== SUPPLIED RECORDS ==
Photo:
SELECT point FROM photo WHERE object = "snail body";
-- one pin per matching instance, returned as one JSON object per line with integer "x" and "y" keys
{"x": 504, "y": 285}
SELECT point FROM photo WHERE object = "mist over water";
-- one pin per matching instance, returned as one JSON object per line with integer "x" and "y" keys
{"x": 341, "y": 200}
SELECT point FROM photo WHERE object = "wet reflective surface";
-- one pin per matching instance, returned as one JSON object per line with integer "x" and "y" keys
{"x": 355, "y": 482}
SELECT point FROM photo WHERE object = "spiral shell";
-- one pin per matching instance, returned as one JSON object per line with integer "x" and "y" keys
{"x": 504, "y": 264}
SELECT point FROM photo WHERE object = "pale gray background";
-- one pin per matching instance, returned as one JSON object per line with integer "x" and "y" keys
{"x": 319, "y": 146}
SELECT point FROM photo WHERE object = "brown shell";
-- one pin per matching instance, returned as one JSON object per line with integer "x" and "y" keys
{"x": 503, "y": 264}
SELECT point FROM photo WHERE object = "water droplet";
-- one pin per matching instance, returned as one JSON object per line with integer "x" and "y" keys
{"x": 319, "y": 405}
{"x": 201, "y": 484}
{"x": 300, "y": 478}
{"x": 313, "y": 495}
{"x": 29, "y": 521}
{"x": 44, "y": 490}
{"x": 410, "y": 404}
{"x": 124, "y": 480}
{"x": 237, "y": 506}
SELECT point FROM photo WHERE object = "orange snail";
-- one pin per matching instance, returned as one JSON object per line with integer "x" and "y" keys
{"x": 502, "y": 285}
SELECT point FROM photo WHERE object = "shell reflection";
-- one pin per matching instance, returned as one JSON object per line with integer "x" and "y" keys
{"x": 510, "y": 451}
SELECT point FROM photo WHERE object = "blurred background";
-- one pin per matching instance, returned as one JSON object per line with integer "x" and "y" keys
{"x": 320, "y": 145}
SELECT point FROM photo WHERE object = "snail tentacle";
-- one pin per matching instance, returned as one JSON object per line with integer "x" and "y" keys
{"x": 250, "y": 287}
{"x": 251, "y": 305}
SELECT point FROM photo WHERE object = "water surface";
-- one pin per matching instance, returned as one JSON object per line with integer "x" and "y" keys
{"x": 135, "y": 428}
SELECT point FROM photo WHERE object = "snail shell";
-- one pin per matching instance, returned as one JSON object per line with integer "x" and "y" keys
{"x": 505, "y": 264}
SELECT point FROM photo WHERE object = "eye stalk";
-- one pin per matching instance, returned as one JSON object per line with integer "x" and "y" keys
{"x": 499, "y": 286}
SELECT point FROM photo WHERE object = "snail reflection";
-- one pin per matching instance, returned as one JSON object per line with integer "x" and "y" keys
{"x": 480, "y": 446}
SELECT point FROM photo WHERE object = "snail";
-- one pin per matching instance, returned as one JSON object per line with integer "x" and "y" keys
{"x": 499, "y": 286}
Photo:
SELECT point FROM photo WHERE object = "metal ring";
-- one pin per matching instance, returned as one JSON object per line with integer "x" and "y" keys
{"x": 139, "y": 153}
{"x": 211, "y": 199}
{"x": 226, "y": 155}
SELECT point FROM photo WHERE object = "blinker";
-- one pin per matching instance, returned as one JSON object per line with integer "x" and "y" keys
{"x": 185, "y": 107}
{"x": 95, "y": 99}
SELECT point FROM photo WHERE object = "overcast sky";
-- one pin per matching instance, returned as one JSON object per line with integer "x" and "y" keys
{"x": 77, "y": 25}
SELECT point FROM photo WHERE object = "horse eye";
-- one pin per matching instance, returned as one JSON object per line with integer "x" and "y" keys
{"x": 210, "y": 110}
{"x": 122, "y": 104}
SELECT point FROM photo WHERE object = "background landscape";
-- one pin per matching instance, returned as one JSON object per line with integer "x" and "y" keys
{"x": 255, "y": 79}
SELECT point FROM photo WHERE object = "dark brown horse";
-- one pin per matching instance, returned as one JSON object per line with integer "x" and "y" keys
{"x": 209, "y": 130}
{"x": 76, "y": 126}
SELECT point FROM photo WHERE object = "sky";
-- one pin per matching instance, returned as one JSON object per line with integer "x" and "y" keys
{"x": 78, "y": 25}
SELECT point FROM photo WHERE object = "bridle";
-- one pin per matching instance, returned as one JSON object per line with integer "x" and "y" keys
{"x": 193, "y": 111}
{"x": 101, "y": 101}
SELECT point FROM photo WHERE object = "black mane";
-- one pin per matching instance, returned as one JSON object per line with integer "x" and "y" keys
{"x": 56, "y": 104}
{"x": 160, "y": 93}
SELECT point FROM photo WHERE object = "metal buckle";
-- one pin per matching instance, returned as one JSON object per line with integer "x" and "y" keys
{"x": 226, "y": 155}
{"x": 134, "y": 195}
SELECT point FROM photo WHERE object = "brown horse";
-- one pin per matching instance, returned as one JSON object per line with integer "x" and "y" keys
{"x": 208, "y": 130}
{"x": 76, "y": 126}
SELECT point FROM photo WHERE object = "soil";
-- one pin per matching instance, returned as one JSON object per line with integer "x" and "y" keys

== TRY IT ==
A word-for-word restatement of every record above is expected.

== OUTPUT FOR THIS EXERCISE ==
Photo:
SELECT point FROM photo WHERE object = "snail body";
-- one pin per matching instance, returned as one JSON object per line with integer "x" and "y" keys
{"x": 504, "y": 285}
SELECT point FROM photo WHERE object = "mist over water";
-- one pin per matching instance, returned as one JSON object per line with integer "x" and "y" keys
{"x": 341, "y": 200}
SELECT point FROM photo WHERE object = "wet reflective surface";
-- one pin per matching instance, returned as one JSON object per line with integer "x" and "y" keys
{"x": 355, "y": 482}
SELECT point FROM photo WHERE object = "spiral shell";
-- one pin per matching instance, returned as one JSON object per line with integer "x" and "y" keys
{"x": 504, "y": 264}
SELECT point FROM photo WHERE object = "pale gray background";
-- one pin per matching instance, returned as one JSON object per line with integer "x" and "y" keys
{"x": 319, "y": 146}
SELECT point FROM photo WHERE object = "brown shell";
-- one pin per matching instance, returned as one JSON object per line with integer "x" and "y" keys
{"x": 503, "y": 264}
SELECT point FROM photo WHERE object = "water droplet";
-- one pin per matching instance, returned as one JSON object per line with integer "x" and "y" keys
{"x": 319, "y": 405}
{"x": 201, "y": 484}
{"x": 300, "y": 478}
{"x": 313, "y": 495}
{"x": 29, "y": 521}
{"x": 44, "y": 490}
{"x": 410, "y": 404}
{"x": 124, "y": 480}
{"x": 237, "y": 506}
SELECT point FROM photo WHERE object = "orange snail";
-- one pin per matching instance, returned as one JSON object per line with integer "x" and "y" keys
{"x": 502, "y": 285}
SELECT point FROM photo WHERE object = "shell reflection";
-- one pin per matching instance, returned as one JSON object per line with integer "x" and "y" keys
{"x": 510, "y": 451}
SELECT point FROM photo WHERE object = "blurred background";
-- one pin per matching instance, returned as one JSON object per line with integer "x" and "y" keys
{"x": 320, "y": 145}
SELECT point FROM photo WHERE object = "snail tentacle";
-- one pin per matching instance, returned as one JSON object per line with integer "x" and "y" keys
{"x": 250, "y": 287}
{"x": 251, "y": 305}
SELECT point FROM photo WHERE object = "water surface";
-- one pin per matching instance, returned as one JSON object per line with integer "x" and "y" keys
{"x": 135, "y": 428}
SELECT point FROM photo WHERE object = "snail shell";
-- one pin per matching instance, returned as one JSON object per line with integer "x" and "y" keys
{"x": 505, "y": 264}
SELECT point FROM photo WHERE object = "eye stalk";
-- one pin per matching instance, returned as one JSON object per line with integer "x" and "y" keys
{"x": 499, "y": 286}
SELECT point FROM photo WHERE object = "snail reflection";
-- one pin per matching instance, returned as one JSON object per line with integer "x" and "y" keys
{"x": 480, "y": 446}
SELECT point FROM photo WHERE object = "snail";
-- one pin per matching instance, returned as one JSON object per line with integer "x" and "y" keys
{"x": 499, "y": 286}
Photo:
SELECT point FROM photo WHERE object = "metal ring";
-- one pin per matching instance, returned as one JSON object per line with integer "x" and "y" keys
{"x": 139, "y": 153}
{"x": 211, "y": 199}
{"x": 226, "y": 155}
SELECT point FROM photo WHERE object = "blinker";
-- one pin per matching instance, returned as one JSON object per line with integer "x" and "y" keys
{"x": 185, "y": 107}
{"x": 95, "y": 99}
SELECT point FROM photo WHERE object = "overcast sky";
-- one pin per matching instance, returned as one JSON object per line with integer "x" and "y" keys
{"x": 77, "y": 25}
SELECT point FROM photo WHERE object = "horse eye";
-- one pin per matching instance, returned as one JSON object per line with integer "x" and "y" keys
{"x": 210, "y": 110}
{"x": 122, "y": 104}
SELECT point FROM photo WHERE object = "background landscape";
-- one pin per matching instance, returned as one JSON object per line with integer "x" and "y" keys
{"x": 255, "y": 79}
SELECT point FROM photo WHERE object = "dark brown horse";
-- one pin per matching instance, returned as one JSON object per line with integer "x" and "y" keys
{"x": 209, "y": 130}
{"x": 76, "y": 126}
SELECT point FROM photo WHERE object = "sky";
-- one pin per matching instance, returned as one JSON object per line with integer "x" and "y" keys
{"x": 78, "y": 25}
SELECT point FROM photo WHERE object = "bridle";
-- one pin per matching instance, returned as one JSON object per line with integer "x" and "y" keys
{"x": 193, "y": 111}
{"x": 101, "y": 101}
SELECT point FROM photo WHERE object = "black mane";
-- one pin per matching instance, returned as one JSON object per line with integer "x" and "y" keys
{"x": 56, "y": 104}
{"x": 160, "y": 93}
SELECT point FROM photo WHERE object = "metal buckle";
-- one pin per matching instance, returned as one JSON object per line with integer "x" and "y" keys
{"x": 226, "y": 155}
{"x": 134, "y": 195}
SELECT point FROM photo WHERE object = "brown horse";
-- one pin per matching instance, returned as one JSON object per line with integer "x" and "y" keys
{"x": 208, "y": 130}
{"x": 76, "y": 126}
SELECT point FROM photo WHERE object = "soil";
-- one pin per matching instance, returned as one JSON object per line with integer "x" and "y" keys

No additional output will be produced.